*ТЕКСТ СТРАНИЦЫ:*
================================
Но, как нередко бывает с людьми крутого характера, Петр Абрамович не был чужд известной сентиментальности, как видно из того действия, какое производила на него музыка. И в этом отношении Калашников был незаменимым человеком для своего господина: «обученный через посредство какого-то немца искусству разыгрывать на гуслях русские песенные мотивы, он погружал генерал-майора в слезы или приводил в азарт своей музыкой», что обыкновенно происходило по вечерам («А. С. Пушкин в Александровскую эпоху» П. Анненкова, Спб., 1874, стр. 11-13).

Вообще у Петра Абрамовича, помимо любви к музыке, проявлялось иногда стремление к духовной жизни, судя по тому, что одно время, несмотря на свою безграмотность, он задумал приняться за литературный труд и начал свою автобиографию, которая, к сожалению, осталась неоконченною. Считаем нелишним привести ее, в виду ее краткости, как образчик своеобразного слога и правописания Петра Абрамовича:

«Отец мой служил в российской службе, происходил в оной чинами и удостоился иенерал аншефского чина, был негер, отец его был знатного происхождения то есть владетельным князем и взят вомонаты отец мой константинопольского двора из оного выкраден, и отослан к государю Петру Первому; детей после себя оставил Ивана — Генерал Поручика, Петра артиллерии полковника — Иосифа морской артиллерии второго ранга капитана — Исаака морской артиллерии 3 ранга капитана; дочерей Елизавету — которая была за Пушкиным вдовою, Анну коя была за Генерал Маиором Нееловым, Софья за Роткирхом. Братья сестры и зятья волею Божею все вроди и чада помре; остался я один, я и старший в роде Ганнибалов; теперь начну писать о собственном рождении, происходящим в чинах и приключениях. Родился я в 1742 году июля 21 число по полуночи в городе Ревеле где отец мой в оном городе был Обер-комендантом; восприемники были за очно вечно достойна Императрица Елизавет Петровна достойной памяти с Петром Третьим — вто же время пожаловано отцу моему 500 душ Псковской губернии»...
================================
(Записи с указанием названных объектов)

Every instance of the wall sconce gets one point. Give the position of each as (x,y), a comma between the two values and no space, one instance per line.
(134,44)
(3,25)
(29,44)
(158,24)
================================
*ПИСЬМЕННОЕ ЗАДАНИЕ:*
Кратко перескажите абзац текста страницы, начинающийся словами «Вообще у Петра Абрамовича», сохранив его главные факты.

*РЕШЕНИЕ ЗАДАНИЯ:*
Помимо любви к музыке, у Петра Абрамовича иногда проявлялось стремление к духовной жизни. Несмотря на безграмотность, он одно время решил заняться литературным трудом и начал писать автобиографию, которая осталась неоконченной. Поскольку она коротка, ее приводят как образчик своеобразного слога и правописания Петра Абрамовича.